**本文抜粋:**
705:【戯れ言】何に価値を求めるか?の巻

最近あったニュースを観てて改めて思ったんだけど、世の中の人々は結構ファンタジックな世界に住む住人が多いんだなぁと、不思議に感じるんだよね。

この場合、果たして「ファンタジック」という表現が適当かどうか判らないんだけど、意外と夢見がちな感じで物事や事象を捉えているんだなぁと、そう思うことが多くてね。

もっと違う言い方をすると、見ず知らずの人やあまり直接的な関係性のない出来事に対して、勝手な妄想や期待を抱いている人が多く見受けられるなぁと、そう思ってしまうことが多くてね。

あんまりボヤけた表現を多用すると話がつまらなくなるから、最近特にそう感じたとある出来事を題材にして話してみようかな。

**コレクションの記録:**
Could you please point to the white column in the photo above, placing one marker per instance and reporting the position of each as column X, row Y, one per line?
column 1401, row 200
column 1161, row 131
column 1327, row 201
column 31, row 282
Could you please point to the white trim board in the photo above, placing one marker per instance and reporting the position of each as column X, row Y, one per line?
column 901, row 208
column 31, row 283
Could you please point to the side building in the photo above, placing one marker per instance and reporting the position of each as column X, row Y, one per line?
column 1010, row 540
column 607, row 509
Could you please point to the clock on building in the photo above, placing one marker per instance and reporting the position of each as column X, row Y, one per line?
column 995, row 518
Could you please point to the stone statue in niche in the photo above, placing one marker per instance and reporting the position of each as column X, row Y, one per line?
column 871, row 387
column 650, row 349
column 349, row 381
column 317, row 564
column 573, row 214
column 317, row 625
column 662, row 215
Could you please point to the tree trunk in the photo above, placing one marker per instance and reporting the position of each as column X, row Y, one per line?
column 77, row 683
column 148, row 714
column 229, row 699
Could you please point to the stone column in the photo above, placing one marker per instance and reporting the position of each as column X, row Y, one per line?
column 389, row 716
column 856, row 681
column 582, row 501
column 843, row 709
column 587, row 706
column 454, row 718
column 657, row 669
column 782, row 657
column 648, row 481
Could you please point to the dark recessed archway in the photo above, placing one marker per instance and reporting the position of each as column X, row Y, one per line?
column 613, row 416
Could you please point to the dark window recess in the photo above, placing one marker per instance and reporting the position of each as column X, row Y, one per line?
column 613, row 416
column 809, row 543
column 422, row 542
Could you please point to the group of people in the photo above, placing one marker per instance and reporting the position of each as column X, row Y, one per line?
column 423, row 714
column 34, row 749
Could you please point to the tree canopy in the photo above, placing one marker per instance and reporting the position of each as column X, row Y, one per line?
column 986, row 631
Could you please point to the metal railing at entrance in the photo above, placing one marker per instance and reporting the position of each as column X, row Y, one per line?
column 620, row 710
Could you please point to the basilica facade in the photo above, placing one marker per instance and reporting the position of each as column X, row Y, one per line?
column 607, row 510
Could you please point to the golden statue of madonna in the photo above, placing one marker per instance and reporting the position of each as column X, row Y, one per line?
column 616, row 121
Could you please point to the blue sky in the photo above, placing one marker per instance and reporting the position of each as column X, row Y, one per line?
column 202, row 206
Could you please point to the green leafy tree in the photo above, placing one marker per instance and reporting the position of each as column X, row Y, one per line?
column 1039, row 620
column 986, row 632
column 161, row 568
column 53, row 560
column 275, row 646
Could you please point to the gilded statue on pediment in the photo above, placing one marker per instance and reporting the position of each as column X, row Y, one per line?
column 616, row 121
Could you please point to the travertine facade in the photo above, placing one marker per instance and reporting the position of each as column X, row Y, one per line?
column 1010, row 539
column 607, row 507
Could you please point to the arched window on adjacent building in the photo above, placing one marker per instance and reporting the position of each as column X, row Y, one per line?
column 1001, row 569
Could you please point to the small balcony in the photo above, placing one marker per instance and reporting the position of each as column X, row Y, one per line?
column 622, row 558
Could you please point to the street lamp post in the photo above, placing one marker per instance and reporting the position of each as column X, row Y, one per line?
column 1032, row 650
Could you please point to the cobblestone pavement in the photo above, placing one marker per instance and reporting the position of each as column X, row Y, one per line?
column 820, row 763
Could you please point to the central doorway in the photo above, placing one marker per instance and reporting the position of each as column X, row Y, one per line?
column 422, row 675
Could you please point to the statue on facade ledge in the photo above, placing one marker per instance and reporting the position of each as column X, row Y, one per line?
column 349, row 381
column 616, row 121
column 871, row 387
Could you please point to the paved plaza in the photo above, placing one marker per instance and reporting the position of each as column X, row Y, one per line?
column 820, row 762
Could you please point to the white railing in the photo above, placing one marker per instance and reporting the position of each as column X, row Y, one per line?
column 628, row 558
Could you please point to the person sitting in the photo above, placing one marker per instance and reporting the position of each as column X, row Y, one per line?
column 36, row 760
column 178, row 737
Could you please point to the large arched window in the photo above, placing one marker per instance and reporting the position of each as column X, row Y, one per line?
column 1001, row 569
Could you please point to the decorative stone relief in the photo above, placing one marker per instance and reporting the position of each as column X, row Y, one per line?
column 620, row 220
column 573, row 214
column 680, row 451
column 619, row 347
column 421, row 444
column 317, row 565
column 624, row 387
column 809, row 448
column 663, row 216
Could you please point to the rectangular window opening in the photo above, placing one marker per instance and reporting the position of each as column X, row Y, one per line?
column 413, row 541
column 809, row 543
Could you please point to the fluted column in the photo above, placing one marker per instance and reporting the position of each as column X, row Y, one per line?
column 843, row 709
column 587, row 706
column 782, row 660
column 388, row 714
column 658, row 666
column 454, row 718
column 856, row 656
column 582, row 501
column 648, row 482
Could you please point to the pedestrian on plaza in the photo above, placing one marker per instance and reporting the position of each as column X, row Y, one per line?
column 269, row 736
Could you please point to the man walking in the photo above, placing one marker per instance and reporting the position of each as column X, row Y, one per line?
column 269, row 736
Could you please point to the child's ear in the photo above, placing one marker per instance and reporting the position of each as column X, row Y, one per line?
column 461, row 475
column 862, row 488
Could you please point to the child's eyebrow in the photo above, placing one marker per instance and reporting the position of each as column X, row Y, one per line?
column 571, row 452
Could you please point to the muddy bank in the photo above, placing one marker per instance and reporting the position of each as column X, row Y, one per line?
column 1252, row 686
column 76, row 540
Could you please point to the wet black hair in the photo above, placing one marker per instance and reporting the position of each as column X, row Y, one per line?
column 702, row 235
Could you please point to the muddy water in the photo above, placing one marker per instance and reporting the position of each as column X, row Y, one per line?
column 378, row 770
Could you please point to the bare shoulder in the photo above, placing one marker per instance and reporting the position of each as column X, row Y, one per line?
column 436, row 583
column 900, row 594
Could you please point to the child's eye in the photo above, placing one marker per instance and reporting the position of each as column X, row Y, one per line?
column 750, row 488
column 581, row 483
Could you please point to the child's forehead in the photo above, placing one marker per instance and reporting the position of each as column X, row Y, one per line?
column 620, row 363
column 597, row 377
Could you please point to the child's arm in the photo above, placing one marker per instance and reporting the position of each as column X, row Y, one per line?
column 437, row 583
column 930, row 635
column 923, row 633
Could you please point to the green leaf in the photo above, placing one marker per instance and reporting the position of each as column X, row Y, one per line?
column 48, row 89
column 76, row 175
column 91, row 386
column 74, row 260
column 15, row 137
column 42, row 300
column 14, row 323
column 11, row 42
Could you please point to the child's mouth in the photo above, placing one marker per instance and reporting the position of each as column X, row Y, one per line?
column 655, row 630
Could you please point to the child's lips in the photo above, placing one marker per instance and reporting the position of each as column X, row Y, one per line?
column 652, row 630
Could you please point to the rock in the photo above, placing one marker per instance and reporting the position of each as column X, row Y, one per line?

**指示と要件:** 本文で筆者が世の中の人々について改めて思うきっかけになったものは何か。

**回答:** 最近あったニュースを観たことである。